» **GIVEN TASK**:
Beginning with the line containing "Each instance of the poster" and ending with the last line of the records, set down every line exactly.
------------
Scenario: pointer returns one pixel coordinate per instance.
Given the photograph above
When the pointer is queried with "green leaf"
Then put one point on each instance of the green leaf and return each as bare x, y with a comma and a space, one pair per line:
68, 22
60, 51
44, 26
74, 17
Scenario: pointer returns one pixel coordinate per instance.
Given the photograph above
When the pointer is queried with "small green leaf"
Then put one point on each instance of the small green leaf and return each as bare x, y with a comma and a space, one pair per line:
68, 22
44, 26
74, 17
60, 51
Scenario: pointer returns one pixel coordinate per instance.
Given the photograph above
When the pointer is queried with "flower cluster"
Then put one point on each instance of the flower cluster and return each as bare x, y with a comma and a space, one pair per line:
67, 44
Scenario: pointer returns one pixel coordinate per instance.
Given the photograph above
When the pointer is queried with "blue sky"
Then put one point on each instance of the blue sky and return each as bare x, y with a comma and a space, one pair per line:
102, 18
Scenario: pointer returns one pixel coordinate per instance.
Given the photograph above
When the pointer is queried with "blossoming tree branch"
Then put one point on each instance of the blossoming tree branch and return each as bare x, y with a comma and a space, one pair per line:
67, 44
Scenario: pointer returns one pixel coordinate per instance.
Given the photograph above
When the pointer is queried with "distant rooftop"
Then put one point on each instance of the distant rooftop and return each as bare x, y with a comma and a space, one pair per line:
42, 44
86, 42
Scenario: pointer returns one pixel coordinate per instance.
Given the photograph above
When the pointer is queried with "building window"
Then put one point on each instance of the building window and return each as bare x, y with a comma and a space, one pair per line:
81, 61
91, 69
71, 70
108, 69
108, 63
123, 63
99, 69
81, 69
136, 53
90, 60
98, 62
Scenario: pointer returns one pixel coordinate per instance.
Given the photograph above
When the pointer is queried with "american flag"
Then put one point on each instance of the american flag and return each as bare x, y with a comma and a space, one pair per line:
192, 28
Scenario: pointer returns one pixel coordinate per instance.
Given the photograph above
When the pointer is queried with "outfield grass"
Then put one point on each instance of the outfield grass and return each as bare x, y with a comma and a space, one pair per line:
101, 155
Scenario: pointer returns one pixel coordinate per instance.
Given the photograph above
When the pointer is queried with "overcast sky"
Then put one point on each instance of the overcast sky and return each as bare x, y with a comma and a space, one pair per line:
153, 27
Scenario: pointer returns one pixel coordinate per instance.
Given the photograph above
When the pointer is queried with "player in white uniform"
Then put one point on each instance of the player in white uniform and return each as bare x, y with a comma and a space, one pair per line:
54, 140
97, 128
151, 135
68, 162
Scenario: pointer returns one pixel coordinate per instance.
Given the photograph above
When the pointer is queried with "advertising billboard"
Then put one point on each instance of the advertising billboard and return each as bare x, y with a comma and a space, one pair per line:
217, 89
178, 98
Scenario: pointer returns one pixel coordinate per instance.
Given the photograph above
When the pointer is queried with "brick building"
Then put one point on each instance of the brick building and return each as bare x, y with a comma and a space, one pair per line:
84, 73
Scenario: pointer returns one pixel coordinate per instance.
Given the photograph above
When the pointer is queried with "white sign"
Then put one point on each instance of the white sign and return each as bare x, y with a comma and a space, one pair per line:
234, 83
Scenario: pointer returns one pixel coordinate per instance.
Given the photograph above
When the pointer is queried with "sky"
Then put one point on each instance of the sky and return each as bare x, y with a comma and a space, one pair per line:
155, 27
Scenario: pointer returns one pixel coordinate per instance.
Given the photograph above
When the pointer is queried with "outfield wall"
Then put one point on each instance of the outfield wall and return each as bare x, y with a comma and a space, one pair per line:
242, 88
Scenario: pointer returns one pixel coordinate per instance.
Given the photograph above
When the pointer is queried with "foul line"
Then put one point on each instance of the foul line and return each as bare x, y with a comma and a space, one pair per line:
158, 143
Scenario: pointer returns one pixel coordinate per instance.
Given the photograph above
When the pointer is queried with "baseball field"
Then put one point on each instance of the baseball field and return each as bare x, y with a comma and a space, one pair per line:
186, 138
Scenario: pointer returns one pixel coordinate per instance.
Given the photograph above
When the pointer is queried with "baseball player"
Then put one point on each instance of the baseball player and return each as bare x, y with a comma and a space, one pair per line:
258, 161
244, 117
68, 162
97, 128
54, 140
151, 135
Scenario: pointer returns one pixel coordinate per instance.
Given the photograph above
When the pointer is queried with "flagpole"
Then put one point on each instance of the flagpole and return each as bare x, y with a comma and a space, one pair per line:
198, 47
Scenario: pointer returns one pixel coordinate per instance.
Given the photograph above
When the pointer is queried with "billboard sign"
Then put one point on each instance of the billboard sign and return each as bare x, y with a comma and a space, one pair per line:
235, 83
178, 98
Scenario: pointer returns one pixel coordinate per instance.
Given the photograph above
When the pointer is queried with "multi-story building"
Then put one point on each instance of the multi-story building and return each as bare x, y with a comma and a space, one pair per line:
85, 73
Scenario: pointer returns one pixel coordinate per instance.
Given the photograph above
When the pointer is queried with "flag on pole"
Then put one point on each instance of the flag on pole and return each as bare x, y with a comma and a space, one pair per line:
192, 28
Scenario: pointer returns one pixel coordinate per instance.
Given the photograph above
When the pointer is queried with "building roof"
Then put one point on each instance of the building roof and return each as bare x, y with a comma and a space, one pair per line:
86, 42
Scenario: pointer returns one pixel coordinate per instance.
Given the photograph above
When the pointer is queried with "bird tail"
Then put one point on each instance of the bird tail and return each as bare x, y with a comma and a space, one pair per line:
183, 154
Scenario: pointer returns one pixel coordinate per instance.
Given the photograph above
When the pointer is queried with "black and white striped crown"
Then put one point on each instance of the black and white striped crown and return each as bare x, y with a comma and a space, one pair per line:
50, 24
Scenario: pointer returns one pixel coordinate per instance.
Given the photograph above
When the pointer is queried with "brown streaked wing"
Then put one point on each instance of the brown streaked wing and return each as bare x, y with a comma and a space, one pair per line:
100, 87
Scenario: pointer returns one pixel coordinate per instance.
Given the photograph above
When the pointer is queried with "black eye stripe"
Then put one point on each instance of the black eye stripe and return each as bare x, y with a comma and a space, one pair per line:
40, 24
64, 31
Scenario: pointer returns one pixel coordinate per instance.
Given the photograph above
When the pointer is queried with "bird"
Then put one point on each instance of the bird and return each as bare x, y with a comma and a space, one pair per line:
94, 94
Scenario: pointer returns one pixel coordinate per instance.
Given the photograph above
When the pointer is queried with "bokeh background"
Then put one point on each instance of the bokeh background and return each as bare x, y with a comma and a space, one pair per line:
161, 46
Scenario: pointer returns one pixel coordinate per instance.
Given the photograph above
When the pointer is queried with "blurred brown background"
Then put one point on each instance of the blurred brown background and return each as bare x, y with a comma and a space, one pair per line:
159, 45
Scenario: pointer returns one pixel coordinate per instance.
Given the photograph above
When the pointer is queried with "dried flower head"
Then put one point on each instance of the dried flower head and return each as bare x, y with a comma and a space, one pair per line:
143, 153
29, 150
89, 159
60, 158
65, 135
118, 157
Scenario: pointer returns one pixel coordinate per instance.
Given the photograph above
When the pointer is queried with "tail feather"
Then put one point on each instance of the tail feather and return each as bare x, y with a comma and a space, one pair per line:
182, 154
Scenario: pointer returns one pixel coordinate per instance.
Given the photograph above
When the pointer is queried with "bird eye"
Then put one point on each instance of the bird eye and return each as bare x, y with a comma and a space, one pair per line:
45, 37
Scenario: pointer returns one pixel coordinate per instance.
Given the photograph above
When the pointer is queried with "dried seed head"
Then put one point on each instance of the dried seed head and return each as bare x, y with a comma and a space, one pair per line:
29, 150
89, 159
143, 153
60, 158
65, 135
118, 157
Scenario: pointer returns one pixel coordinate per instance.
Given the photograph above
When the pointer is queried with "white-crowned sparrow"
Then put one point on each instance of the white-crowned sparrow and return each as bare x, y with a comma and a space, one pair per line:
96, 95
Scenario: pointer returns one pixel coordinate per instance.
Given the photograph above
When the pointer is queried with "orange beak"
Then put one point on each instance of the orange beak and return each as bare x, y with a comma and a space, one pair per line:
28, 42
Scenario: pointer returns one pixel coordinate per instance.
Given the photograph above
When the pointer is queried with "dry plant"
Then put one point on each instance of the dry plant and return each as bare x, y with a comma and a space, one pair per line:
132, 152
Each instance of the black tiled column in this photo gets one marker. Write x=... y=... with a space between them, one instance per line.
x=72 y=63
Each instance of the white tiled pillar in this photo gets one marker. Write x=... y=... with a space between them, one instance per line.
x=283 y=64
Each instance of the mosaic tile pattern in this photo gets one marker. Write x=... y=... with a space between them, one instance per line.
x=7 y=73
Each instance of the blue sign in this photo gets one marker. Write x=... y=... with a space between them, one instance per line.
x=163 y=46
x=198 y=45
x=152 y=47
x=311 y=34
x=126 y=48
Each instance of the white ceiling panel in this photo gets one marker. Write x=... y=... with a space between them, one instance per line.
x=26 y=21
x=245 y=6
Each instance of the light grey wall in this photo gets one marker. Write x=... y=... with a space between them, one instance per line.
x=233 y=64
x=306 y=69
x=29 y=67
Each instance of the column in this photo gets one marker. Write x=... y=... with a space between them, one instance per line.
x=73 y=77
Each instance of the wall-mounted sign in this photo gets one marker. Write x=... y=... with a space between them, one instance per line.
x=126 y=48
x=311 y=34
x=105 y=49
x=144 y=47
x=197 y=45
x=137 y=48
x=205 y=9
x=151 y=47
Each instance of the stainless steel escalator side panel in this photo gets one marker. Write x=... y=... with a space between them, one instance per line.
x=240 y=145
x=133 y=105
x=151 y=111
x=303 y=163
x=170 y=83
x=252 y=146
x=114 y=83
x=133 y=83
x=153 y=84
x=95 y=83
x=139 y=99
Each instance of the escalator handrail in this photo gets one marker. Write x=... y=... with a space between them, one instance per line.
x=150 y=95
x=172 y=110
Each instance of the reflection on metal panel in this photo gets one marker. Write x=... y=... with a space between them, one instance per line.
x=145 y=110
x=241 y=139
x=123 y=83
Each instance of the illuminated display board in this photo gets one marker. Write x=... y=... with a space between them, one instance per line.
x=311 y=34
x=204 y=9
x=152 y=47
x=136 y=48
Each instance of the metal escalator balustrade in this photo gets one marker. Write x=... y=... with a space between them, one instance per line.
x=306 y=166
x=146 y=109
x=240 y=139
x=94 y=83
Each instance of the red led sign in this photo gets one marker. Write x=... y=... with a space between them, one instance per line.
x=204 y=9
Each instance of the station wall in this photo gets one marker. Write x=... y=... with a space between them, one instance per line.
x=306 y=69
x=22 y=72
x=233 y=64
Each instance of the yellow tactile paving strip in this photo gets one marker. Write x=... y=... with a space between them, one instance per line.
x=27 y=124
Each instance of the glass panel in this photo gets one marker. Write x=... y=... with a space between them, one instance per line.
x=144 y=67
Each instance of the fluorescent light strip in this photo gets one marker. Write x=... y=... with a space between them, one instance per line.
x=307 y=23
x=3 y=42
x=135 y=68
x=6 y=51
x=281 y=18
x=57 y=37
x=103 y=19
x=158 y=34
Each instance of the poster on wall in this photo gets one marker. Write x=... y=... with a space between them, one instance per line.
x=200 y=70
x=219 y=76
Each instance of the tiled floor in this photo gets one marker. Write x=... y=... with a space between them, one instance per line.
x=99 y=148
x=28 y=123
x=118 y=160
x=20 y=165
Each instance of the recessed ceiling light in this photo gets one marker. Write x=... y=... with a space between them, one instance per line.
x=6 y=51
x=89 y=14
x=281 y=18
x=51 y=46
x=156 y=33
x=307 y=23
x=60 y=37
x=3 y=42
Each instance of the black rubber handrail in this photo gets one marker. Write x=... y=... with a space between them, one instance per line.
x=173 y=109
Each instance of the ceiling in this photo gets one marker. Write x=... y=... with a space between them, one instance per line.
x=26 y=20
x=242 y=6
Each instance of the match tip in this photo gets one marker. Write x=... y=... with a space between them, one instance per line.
------------
» **WRITTEN REPLY**:
Each instance of the poster on wall in this photo gets one marker. Write x=... y=... with a space between them, one instance per line.
x=200 y=70
x=219 y=76
Each instance of the tiled floor in this photo gets one marker. Write x=... y=... with a space between them, one instance per line.
x=99 y=148
x=28 y=123
x=118 y=160
x=20 y=165
Each instance of the recessed ceiling light in this photo gets one marker. Write x=... y=... with a space between them, one instance per line.
x=6 y=51
x=89 y=14
x=281 y=18
x=51 y=46
x=156 y=33
x=307 y=23
x=60 y=37
x=3 y=42
Each instance of the black rubber handrail in this photo gets one marker. Write x=... y=... with a space between them, one instance per line.
x=173 y=109
Each instance of the ceiling in this photo gets one marker. Write x=... y=... with a space between them, one instance per line.
x=26 y=20
x=242 y=6
Each instance of the match tip in this photo gets one marker. Write x=... y=... with a space between them, one instance per line.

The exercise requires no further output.